◆ REQUIREMENTS
Write out the whole listing again, exactly.

Stored records:

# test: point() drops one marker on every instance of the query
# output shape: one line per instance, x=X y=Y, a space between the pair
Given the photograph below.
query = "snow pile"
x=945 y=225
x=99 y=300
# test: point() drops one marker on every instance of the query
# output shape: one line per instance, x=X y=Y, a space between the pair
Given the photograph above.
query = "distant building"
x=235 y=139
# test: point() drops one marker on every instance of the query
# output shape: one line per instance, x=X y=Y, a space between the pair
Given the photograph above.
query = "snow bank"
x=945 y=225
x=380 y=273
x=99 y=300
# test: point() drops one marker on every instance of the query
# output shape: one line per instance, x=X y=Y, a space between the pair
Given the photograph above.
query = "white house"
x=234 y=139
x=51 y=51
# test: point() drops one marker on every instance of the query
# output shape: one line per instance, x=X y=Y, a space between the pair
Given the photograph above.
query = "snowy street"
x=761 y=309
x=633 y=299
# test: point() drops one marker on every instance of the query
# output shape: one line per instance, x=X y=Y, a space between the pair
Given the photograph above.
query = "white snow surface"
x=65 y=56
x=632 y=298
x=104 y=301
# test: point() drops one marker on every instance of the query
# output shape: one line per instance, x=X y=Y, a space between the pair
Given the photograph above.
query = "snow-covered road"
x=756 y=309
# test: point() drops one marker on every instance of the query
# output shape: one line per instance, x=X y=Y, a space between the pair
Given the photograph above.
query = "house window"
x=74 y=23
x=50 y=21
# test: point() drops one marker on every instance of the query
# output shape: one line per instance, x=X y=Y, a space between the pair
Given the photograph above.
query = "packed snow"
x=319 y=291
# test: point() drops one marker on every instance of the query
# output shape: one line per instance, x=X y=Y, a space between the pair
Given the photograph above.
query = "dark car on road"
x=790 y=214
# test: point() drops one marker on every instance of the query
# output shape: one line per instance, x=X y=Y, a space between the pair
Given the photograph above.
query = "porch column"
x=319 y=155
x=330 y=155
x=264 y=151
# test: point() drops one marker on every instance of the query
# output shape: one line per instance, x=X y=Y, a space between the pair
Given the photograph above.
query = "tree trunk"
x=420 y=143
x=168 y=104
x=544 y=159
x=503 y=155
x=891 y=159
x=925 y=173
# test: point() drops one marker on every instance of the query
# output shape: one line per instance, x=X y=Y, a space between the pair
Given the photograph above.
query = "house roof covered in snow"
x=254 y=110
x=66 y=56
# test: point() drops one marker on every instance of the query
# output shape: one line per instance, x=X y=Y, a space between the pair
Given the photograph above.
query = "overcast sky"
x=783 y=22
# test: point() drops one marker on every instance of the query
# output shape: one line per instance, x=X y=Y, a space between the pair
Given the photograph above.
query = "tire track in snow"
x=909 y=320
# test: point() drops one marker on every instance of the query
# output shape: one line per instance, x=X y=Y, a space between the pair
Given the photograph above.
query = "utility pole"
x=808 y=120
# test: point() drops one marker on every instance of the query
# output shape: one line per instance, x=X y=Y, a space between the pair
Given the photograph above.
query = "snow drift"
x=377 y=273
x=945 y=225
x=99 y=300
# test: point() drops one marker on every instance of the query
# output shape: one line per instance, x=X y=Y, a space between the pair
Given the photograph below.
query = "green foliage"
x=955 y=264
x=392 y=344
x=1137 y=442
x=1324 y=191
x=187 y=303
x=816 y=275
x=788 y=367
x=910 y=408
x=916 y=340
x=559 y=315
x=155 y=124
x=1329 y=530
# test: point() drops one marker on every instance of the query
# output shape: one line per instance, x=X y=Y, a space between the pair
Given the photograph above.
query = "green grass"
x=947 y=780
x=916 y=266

◆ WRITTEN ANSWER
# test: point() drops one marker on every instance of the query
# output shape: one line per instance, x=X y=Y, a space between the pair
Given the photograph below.
query = "snow pile"
x=945 y=225
x=99 y=300
# test: point() drops one marker on every instance of the query
# output shape: one line per instance, x=X y=Y, a space between the pair
Given the photograph above.
query = "distant building"
x=235 y=139
# test: point() drops one marker on every instance of the query
# output shape: one line per instance, x=X y=Y, a space between the pair
Given the photograph above.
query = "snow bank"
x=945 y=225
x=380 y=273
x=99 y=300
# test: point() drops one marker on every instance of the query
# output shape: one line per instance, x=X y=Y, a space between the pair
Given the photograph above.
query = "white house"
x=234 y=139
x=51 y=51
# test: point() drops one marker on every instance of the query
# output shape: one line per instance, x=X y=Y, a space between the pair
Given the photograph above.
query = "snowy street"
x=761 y=309
x=633 y=299
# test: point() drops one marker on every instance of the query
# output shape: one line per instance, x=X y=Y, a space between the pair
Given the photograph above.
query = "white snow surface"
x=65 y=56
x=632 y=298
x=104 y=301
# test: point() drops one marker on every instance of the query
# output shape: one line per instance, x=X y=Y, a space between the pair
Given the photograph above.
query = "snow-covered road"
x=756 y=309
# test: point() drops one marker on every instance of the query
# output shape: one line per instance, x=X y=Y, a space between the pair
Given the photograph above.
query = "house window"
x=74 y=23
x=50 y=21
# test: point() drops one marker on every instance of the query
# output shape: one line per instance, x=X y=Y, a space between the pair
Given the photograph above.
query = "packed snow"
x=319 y=291
# test: point() drops one marker on every instance of the query
# output shape: one line per instance, x=X y=Y, a space between the pair
Given the photograph above.
query = "dark car on road"
x=790 y=214
# test: point() drops one marker on every instance of the query
# output shape: one line per instance, x=X y=Y, a space between the pair
Given the photograph above.
query = "porch column"
x=319 y=155
x=330 y=155
x=264 y=151
# test: point() drops one marker on every instance of the query
# output shape: one line per instance, x=X y=Y, a space between the pair
Given the photograph above.
query = "tree trunk"
x=420 y=143
x=168 y=104
x=544 y=159
x=503 y=155
x=891 y=159
x=925 y=173
# test: point() drops one marker on every instance of the query
# output shape: one line per instance, x=X y=Y, a space between the pair
Given the photograph above.
query = "house roof covered in snow"
x=254 y=110
x=66 y=56
# test: point() drops one marker on every instance of the query
# output shape: one line per instance, x=X y=Y, a space between the pair
Given the photograph above.
query = "overcast sky"
x=783 y=22
# test: point() drops one marker on every instance of the query
# output shape: one line per instance, x=X y=Y, a space between the pair
Given the photograph above.
query = "tire track in snow"
x=909 y=320
# test: point() drops one marker on every instance of the query
# output shape: one line per instance, x=X y=Y, a space between the pair
Given the photograph above.
query = "utility pole"
x=808 y=120
# test: point() drops one marker on every instance of the query
# output shape: one line per instance, x=X y=Y, a space between the pair
Given the photograph above.
query = "snow drift"
x=377 y=273
x=945 y=225
x=99 y=300
# test: point() drops one marker on every instance of the query
# output shape: one line per instance, x=X y=Y, a space between the pair
Given the photograph below.
query = "green foliage"
x=955 y=264
x=392 y=344
x=1137 y=442
x=1324 y=191
x=187 y=303
x=816 y=275
x=788 y=367
x=910 y=408
x=916 y=340
x=559 y=315
x=155 y=124
x=1329 y=530
# test: point() drops one marker on every instance of the query
# output shape: one line per instance, x=X y=Y, a space between the pair
Given the photograph above.
query = "green grass"
x=947 y=780
x=916 y=266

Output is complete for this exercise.